**Task to carry out**
Scan the records below and report how many lines include the string "tree"; the number alone will do.

Records from a data collection:
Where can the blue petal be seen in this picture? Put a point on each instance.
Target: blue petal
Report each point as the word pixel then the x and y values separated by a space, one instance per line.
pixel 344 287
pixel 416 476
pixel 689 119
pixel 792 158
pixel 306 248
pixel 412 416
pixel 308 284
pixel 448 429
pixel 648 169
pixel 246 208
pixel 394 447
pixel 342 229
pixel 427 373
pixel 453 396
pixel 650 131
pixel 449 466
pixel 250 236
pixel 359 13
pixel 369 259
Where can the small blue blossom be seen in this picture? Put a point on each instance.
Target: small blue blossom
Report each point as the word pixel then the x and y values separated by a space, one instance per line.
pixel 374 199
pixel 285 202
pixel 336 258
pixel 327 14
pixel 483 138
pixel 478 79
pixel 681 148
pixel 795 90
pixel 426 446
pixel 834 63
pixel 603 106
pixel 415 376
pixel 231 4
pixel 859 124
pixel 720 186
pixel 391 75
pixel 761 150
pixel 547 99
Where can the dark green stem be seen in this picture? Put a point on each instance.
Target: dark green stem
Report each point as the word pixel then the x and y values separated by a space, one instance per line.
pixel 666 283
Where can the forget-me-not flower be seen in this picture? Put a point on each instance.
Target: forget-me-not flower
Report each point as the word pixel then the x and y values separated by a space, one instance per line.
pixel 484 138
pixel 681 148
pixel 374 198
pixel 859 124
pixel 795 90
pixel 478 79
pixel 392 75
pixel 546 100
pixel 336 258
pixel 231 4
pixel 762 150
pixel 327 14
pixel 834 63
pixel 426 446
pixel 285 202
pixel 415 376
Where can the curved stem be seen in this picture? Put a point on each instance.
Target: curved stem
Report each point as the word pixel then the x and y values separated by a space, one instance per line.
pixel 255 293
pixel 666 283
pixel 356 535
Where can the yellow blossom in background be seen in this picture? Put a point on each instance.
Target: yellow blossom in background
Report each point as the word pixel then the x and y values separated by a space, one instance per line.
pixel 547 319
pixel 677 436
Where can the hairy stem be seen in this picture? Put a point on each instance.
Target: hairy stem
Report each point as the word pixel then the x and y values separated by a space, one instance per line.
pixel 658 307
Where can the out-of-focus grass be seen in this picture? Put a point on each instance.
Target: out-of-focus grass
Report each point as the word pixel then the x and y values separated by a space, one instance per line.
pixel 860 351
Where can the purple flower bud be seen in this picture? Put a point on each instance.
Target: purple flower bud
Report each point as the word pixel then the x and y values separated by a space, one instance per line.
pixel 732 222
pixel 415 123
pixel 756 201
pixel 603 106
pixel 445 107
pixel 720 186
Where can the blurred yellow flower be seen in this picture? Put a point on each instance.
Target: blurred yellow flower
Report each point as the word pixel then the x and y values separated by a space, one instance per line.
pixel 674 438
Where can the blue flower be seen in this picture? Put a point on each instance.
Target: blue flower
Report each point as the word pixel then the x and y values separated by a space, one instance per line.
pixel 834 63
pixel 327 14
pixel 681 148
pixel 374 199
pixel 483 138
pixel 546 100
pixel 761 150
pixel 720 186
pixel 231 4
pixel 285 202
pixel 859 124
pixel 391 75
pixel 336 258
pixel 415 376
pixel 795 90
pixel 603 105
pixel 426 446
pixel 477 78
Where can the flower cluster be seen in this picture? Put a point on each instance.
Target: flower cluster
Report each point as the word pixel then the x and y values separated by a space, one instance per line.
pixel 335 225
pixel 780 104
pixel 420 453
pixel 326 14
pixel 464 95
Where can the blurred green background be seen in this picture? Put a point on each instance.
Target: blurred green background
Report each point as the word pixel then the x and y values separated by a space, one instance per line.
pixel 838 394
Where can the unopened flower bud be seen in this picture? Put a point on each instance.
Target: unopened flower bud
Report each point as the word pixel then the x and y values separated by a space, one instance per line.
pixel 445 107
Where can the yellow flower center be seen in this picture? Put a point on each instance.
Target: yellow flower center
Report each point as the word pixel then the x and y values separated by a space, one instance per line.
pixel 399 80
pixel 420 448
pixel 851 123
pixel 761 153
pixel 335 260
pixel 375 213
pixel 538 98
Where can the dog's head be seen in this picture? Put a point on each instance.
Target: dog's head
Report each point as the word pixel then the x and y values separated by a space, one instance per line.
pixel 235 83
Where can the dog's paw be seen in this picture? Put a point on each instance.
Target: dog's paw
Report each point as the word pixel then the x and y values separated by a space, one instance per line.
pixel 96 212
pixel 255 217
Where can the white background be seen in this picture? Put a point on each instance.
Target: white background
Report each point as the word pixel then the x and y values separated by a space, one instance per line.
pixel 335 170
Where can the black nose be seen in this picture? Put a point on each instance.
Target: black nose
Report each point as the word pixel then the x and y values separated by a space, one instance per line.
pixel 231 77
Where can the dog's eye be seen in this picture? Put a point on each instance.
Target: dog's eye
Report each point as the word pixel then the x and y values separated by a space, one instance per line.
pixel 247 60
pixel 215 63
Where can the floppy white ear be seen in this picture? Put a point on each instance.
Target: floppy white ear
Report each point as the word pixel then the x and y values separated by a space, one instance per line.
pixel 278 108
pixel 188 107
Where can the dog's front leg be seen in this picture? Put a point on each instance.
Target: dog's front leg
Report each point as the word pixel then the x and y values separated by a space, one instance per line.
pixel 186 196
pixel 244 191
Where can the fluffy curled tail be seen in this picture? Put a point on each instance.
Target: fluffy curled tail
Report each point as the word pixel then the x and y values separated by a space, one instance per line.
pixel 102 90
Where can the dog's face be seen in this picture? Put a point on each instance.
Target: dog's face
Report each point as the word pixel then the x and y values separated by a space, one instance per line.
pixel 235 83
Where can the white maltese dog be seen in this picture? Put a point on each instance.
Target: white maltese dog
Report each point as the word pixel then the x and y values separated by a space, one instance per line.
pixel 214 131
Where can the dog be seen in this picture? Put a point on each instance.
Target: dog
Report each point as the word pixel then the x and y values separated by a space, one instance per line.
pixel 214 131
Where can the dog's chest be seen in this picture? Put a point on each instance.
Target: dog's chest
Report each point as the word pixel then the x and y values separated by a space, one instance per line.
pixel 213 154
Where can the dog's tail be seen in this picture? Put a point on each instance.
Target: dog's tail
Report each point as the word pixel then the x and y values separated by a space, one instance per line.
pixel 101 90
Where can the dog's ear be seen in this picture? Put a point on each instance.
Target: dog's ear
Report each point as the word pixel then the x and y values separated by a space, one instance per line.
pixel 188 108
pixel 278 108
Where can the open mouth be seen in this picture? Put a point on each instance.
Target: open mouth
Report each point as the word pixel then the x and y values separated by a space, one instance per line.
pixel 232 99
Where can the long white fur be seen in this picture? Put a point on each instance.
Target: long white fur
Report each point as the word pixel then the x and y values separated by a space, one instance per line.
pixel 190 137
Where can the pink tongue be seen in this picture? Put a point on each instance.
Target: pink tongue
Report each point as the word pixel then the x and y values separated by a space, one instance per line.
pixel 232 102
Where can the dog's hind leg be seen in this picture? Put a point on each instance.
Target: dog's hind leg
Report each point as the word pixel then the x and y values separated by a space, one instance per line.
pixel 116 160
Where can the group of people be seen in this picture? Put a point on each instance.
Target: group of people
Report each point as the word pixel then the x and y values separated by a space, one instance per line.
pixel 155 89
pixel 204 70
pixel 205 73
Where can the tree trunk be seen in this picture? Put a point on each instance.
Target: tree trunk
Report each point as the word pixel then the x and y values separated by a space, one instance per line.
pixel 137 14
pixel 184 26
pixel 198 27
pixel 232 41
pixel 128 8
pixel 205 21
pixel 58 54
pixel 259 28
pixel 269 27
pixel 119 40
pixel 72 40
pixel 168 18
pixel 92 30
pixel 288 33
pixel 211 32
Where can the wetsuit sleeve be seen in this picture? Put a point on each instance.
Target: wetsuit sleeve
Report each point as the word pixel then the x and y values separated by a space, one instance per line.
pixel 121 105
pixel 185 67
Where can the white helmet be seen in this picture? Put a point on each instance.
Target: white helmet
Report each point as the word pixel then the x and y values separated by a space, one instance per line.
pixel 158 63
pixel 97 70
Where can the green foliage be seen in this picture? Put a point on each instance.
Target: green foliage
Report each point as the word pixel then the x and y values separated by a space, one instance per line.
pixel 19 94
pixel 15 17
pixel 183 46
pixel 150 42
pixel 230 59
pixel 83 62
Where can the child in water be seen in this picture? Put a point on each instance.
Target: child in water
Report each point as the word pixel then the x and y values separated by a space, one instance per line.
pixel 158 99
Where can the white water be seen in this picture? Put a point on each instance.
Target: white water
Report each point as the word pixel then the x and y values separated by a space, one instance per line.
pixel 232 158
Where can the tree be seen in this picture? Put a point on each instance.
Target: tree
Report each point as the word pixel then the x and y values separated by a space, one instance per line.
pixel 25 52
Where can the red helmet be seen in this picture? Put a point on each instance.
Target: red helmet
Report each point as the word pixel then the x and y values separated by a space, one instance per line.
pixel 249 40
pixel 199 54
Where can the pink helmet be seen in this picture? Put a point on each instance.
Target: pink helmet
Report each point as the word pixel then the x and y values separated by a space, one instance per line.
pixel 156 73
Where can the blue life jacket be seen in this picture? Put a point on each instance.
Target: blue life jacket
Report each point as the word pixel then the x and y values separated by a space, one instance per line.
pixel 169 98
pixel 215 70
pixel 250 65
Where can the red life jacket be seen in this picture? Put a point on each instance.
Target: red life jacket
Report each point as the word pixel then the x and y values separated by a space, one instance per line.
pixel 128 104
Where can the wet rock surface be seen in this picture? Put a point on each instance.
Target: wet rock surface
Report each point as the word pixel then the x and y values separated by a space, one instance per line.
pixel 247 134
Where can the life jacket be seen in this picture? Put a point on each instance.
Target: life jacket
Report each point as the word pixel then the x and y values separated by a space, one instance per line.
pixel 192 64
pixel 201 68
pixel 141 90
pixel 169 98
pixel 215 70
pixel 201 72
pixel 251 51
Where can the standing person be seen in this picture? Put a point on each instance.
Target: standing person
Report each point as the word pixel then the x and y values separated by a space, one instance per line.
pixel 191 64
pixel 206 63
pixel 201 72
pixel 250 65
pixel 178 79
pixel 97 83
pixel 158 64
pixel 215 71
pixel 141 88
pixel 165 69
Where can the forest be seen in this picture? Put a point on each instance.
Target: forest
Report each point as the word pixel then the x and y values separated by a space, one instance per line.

**Answer for this exercise**
4